## EXERCISE BRIEF
Condense the paragraph of the page excerpt that begins "Theirs is a fan-base" into a short bulleted list that keeps its main facts.

## PAGE EXCERPT
■ ■ ■ ■ ■

I was amazed by it. I continue to be amazed by it.

What I am amazed by is not that in some areas all he does is waffle and dissemble. When it comes to the stadium, his “update” is abysmal, a complete failure to properly articulate a message. The message itself, that the club has no clarity to offer, is equally bad.

No, what amazes me about it is the areas where he does provide clarity and even honesty, and honesty at that club is rare and in short supply. But when he talks about the club no longer being willing, or able, to keep pouring money down the bottomless pit he is at least facing reality and making the first tentative effort to get the fans to do the same.

When he spoke about Clement being fully committed to the cause, and in alignment with the broad strokes of the new transfer policy, that’s where he spun off into something that if it was not quite fiction certainly wasn’t rooted in hard fact and logic. Clement has expressed his disaffection with the situation he finds himself in, and that’s just the first of the obvious contradictions. More noteworthy even than that was when he talked about giving the manager time.

This is a subject we talk about a lot on here, how the shelf life of an Ibrox boss has been reducing steadily until it’s now being measured in months, not years. At some point, yes, they do have to give someone time to put his mark on the club … but they are still a long way from the recalibration it would take for them to do that.

Theirs is a fan-base which is only now having to confront the truth of what Celtic is compared to their own club. They are very reluctant to accept what it is that they are hearing now from the people on their board of directors. Nobody wants to hear that their club is opting for life in the slow-lane, and the understanding that goes with that, that even a domestic challenge is going to be difficult whilst everyone adapts to that new reality.

■ ■ ■ ■ ■

## DATA BLOCK
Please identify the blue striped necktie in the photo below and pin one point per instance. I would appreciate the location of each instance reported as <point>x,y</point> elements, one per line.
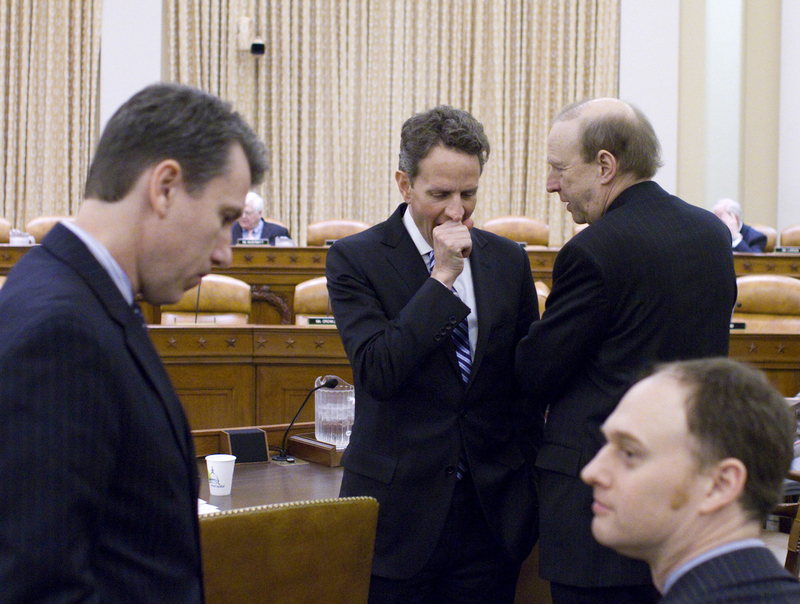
<point>460,338</point>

■ ■ ■ ■ ■

## SOLUTION TO THE PROBLEM
- The fan base is only now confronting how Celtic compares to its own club.
- The fans are very reluctant to accept what the board of directors is telling them.
- Nobody wants to hear that the club is choosing life in the slow lane.
- That choice means even a domestic challenge will be difficult while everyone adapts.